● **SET EXERCISE**:
Express the part of the listing that opens with the line containing "mark any snow-covered" and closes with the line containing "[0, 172, 400, 266]" as a JSON list of strings, one string per line, with blank lines left out and both end lines included.

## Start DATA FOR PROCESSING

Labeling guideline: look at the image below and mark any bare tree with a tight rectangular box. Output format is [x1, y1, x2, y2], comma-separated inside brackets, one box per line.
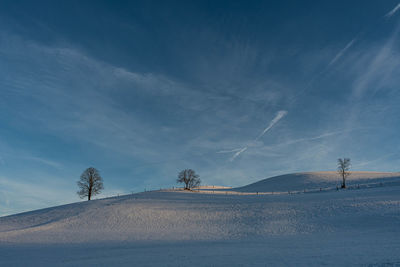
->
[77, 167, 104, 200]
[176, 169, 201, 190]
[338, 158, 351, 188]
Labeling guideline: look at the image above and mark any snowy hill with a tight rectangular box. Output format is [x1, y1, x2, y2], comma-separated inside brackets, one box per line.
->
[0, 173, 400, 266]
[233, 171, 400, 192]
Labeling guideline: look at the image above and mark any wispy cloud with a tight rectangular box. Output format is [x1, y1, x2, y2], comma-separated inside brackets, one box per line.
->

## End DATA FOR PROCESSING
## Start DATA FOR PROCESSING

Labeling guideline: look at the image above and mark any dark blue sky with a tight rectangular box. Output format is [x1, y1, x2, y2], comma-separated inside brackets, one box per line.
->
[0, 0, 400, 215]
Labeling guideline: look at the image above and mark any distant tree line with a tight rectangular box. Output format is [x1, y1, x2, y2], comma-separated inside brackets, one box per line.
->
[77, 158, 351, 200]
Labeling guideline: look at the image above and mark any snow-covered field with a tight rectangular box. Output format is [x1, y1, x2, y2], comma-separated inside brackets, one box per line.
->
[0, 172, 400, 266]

## End DATA FOR PROCESSING
## Start DATA FOR PROCESSING

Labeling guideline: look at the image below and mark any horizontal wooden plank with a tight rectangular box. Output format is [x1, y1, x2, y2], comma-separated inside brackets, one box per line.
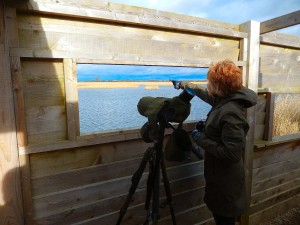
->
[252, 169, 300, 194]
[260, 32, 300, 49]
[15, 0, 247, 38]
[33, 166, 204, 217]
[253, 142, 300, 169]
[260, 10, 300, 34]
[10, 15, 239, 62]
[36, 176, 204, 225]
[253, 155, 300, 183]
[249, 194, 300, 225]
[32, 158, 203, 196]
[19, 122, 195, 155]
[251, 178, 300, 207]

## End DATA FOR PROCESSING

● **RESPONSE TO THE EXERCISE**:
[
  "Labeling guideline: look at the image above and mark any snow-covered field with a tight rectangular box. Output format is [x1, y1, x2, y2], comma-separated inside brackets, one box per line.",
  "->",
  "[0, 172, 400, 266]"
]